---- Task input

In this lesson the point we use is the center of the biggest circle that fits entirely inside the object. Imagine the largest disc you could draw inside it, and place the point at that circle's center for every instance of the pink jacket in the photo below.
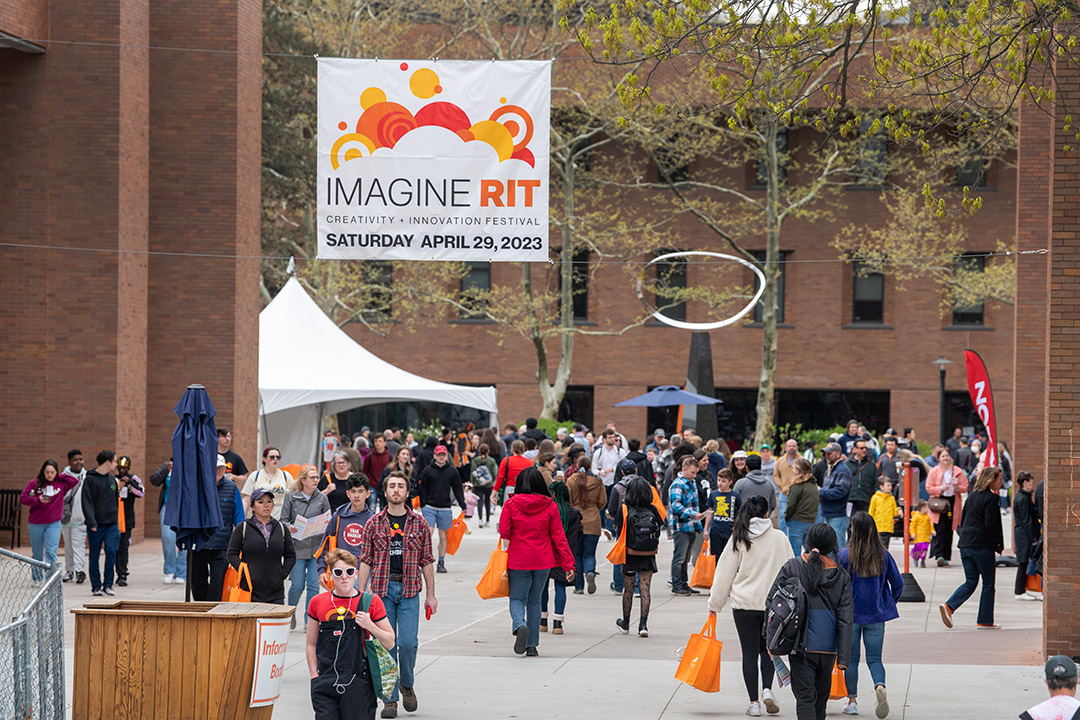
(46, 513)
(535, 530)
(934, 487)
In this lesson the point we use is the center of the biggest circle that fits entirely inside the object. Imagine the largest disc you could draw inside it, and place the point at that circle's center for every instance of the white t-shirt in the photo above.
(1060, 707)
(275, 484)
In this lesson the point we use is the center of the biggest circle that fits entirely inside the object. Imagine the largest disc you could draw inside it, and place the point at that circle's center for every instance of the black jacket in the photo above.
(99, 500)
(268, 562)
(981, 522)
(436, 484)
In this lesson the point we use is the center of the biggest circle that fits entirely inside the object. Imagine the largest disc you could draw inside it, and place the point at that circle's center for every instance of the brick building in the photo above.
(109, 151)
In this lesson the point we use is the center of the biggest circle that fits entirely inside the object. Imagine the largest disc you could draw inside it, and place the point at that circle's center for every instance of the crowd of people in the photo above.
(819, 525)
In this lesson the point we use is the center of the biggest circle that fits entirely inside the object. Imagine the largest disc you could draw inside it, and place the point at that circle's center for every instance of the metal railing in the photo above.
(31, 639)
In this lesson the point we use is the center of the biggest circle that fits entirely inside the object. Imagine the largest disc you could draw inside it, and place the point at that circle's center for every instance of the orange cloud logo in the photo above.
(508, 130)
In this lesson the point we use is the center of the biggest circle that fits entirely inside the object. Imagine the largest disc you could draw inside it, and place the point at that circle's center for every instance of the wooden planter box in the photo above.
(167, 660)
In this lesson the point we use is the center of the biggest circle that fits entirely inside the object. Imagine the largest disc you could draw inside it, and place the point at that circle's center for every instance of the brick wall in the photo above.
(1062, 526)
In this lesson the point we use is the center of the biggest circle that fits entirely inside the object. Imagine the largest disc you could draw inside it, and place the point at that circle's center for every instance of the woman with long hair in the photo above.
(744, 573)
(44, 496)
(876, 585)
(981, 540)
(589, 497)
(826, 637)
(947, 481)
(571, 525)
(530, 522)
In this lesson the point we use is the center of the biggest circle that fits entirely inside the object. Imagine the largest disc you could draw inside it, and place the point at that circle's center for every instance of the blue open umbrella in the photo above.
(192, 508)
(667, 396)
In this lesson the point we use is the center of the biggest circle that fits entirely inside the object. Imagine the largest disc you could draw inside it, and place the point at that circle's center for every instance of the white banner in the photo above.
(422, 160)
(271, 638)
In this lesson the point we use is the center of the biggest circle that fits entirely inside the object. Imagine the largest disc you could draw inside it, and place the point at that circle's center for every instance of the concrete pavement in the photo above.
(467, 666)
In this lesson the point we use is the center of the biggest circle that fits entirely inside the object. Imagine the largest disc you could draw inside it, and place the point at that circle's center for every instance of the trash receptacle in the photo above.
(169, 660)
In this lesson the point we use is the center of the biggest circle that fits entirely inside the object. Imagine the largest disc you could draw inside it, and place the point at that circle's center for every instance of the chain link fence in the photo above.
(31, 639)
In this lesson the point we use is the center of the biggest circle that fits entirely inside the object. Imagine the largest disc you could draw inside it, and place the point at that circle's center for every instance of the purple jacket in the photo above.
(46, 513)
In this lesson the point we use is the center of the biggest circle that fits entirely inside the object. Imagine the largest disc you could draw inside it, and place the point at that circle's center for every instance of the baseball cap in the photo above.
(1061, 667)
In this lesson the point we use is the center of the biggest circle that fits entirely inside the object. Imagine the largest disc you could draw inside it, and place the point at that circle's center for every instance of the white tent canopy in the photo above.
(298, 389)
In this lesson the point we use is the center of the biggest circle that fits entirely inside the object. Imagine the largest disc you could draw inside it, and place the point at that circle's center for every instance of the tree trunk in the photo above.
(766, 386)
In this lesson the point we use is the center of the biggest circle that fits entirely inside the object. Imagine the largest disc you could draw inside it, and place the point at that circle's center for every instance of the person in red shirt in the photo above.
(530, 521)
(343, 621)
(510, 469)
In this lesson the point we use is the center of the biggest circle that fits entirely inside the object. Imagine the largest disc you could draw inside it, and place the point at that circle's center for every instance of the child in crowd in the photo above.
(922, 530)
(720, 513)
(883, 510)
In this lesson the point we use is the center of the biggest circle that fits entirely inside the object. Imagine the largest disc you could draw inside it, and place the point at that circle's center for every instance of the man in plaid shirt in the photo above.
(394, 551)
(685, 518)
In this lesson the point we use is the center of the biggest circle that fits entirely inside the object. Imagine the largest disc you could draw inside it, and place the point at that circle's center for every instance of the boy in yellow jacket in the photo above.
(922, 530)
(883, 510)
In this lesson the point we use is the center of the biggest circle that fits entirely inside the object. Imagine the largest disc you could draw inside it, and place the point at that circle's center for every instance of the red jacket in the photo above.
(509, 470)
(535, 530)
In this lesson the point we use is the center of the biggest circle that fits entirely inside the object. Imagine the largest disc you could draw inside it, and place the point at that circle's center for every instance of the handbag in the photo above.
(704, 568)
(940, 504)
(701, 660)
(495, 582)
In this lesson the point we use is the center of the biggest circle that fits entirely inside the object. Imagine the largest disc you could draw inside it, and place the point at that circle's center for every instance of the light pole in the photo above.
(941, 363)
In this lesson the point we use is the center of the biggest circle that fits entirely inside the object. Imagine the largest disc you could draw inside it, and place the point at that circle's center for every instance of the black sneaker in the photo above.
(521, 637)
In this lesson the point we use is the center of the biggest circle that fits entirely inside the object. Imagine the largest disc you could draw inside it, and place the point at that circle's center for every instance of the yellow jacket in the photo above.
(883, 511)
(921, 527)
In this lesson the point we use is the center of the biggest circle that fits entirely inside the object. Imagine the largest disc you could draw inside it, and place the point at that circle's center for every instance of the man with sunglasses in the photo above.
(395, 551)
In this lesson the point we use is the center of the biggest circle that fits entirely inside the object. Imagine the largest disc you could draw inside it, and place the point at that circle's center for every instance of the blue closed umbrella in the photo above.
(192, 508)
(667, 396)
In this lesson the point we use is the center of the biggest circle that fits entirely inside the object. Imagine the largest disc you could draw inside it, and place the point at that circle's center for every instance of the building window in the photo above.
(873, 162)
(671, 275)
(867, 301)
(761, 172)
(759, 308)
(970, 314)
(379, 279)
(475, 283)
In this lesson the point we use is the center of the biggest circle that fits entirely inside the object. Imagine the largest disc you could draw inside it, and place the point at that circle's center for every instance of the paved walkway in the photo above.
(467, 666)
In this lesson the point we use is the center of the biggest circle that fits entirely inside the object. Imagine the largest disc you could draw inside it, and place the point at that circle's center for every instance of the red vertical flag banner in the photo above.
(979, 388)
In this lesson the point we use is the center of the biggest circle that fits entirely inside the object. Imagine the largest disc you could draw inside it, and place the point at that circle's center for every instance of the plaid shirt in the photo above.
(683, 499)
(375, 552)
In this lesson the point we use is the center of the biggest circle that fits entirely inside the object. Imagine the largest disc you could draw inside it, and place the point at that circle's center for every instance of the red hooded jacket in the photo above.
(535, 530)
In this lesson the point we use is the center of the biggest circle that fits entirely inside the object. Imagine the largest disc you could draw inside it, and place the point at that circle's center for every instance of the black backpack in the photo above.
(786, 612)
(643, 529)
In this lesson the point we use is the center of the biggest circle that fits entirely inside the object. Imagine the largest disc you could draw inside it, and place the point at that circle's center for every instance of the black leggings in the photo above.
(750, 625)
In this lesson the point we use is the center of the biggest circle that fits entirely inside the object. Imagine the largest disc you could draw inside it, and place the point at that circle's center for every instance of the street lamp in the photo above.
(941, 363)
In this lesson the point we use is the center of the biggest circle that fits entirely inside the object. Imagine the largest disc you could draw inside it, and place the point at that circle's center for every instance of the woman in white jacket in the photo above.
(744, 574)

--------

Requirements: Format the lines of the items as a Markdown table with the columns Row and Line, numbering each line in Row and leaving out blank lines. Begin at the line that contains "white jacket in the photo above." and stop at the last line of the items.

Complete response:
| Row | Line |
|---|---|
| 1 | In this lesson the point we use is the center of the biggest circle that fits entirely inside the object. Imagine the largest disc you could draw inside it, and place the point at that circle's center for every instance of the woman in white jacket in the photo above. |
| 2 | (744, 574) |